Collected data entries
-*-*-
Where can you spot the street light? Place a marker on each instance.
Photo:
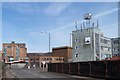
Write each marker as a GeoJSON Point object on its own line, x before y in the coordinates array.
{"type": "Point", "coordinates": [49, 38]}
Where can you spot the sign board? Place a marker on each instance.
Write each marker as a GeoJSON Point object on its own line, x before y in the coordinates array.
{"type": "Point", "coordinates": [11, 59]}
{"type": "Point", "coordinates": [87, 40]}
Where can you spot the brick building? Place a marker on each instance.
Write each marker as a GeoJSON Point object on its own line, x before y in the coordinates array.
{"type": "Point", "coordinates": [65, 52]}
{"type": "Point", "coordinates": [14, 51]}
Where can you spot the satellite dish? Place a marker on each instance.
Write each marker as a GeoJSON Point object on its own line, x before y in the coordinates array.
{"type": "Point", "coordinates": [87, 16]}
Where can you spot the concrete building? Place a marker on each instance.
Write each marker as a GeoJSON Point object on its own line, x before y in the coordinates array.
{"type": "Point", "coordinates": [64, 51]}
{"type": "Point", "coordinates": [14, 51]}
{"type": "Point", "coordinates": [115, 46]}
{"type": "Point", "coordinates": [41, 59]}
{"type": "Point", "coordinates": [89, 43]}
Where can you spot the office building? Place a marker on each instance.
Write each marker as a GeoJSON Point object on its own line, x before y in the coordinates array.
{"type": "Point", "coordinates": [14, 51]}
{"type": "Point", "coordinates": [89, 43]}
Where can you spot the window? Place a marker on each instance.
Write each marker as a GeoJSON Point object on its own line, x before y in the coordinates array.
{"type": "Point", "coordinates": [109, 49]}
{"type": "Point", "coordinates": [76, 55]}
{"type": "Point", "coordinates": [76, 47]}
{"type": "Point", "coordinates": [76, 40]}
{"type": "Point", "coordinates": [8, 46]}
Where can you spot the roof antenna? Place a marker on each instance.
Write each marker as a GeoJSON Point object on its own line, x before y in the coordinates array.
{"type": "Point", "coordinates": [76, 26]}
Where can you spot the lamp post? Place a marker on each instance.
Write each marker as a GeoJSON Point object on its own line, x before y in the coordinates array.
{"type": "Point", "coordinates": [49, 39]}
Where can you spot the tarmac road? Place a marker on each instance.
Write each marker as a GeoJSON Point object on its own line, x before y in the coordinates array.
{"type": "Point", "coordinates": [38, 74]}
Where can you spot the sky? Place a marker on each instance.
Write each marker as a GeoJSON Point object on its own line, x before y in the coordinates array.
-*-*-
• **Work required**:
What is needed is an exact copy of every record above, minus the images.

• **Task answer**:
Where can you spot the street light? Place a marker on each instance.
Photo:
Write each marker as a GeoJSON Point object on its own line, x before y in the coordinates array.
{"type": "Point", "coordinates": [49, 38]}
Where can you spot the sign board? Place a marker on each instance.
Write each marker as a GeoJSON Point object on its own line, x before y in the coordinates array.
{"type": "Point", "coordinates": [11, 59]}
{"type": "Point", "coordinates": [87, 40]}
Where can you spot the brick building? Place a marker on each instance.
Write each marker as a GeoJSON Point object on its own line, x before y in the coordinates array.
{"type": "Point", "coordinates": [65, 52]}
{"type": "Point", "coordinates": [14, 51]}
Where can you spot the satellite dish? Place a marker on each instance.
Write each marker as a GeoJSON Point object on its own line, x before y in the coordinates array.
{"type": "Point", "coordinates": [87, 16]}
Where can you spot the concrete building? Place a marker on each instance.
Write each marker as a GeoJSON Point object on its own line, x before y in the coordinates array.
{"type": "Point", "coordinates": [64, 51]}
{"type": "Point", "coordinates": [14, 51]}
{"type": "Point", "coordinates": [115, 46]}
{"type": "Point", "coordinates": [41, 59]}
{"type": "Point", "coordinates": [89, 43]}
Where can you spot the office building? Place a marker on each instance.
Write each marker as a GeoJSON Point object on its own line, x before y in the coordinates array.
{"type": "Point", "coordinates": [14, 51]}
{"type": "Point", "coordinates": [89, 43]}
Where can you spot the window? Place a marker on each instance.
Write each marker as a GeoJSON Point object on its own line, x before y in the coordinates array.
{"type": "Point", "coordinates": [109, 49]}
{"type": "Point", "coordinates": [76, 55]}
{"type": "Point", "coordinates": [76, 47]}
{"type": "Point", "coordinates": [76, 40]}
{"type": "Point", "coordinates": [8, 46]}
Where can you spot the roof antenna? Place a marker on each instance.
Write each marker as a GeoJSON Point object on its own line, x before y in the coordinates array.
{"type": "Point", "coordinates": [76, 26]}
Where can you spot the lamp post? Place a marker on each instance.
Write each marker as a GeoJSON Point object on its own line, x before y in the coordinates array.
{"type": "Point", "coordinates": [49, 39]}
Where can you spot the tarmac road? Place a marker on each instance.
Write each marker as a GeoJSON Point object on its own line, x before y in the coordinates array.
{"type": "Point", "coordinates": [38, 74]}
Where can you spot the sky? Place a marker on each instance.
Write each marker as a GeoJSON Point object on its own line, x before y in the coordinates array.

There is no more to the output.